- TO DO -
What lines of the data below include the word "query"? Report them by copying each.

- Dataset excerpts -
*** Block opens ***
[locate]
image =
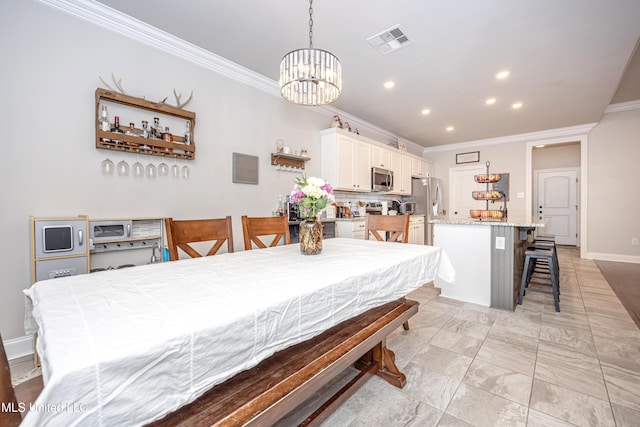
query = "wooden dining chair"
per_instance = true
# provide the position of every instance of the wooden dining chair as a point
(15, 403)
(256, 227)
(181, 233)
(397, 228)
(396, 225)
*** Block closes ***
*** Block opens ***
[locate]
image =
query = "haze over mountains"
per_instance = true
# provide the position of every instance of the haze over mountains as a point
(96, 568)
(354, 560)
*** Block closes ***
- EXERCISE RESPONSE -
query = "wooden dining chair"
query = "haze over mountains"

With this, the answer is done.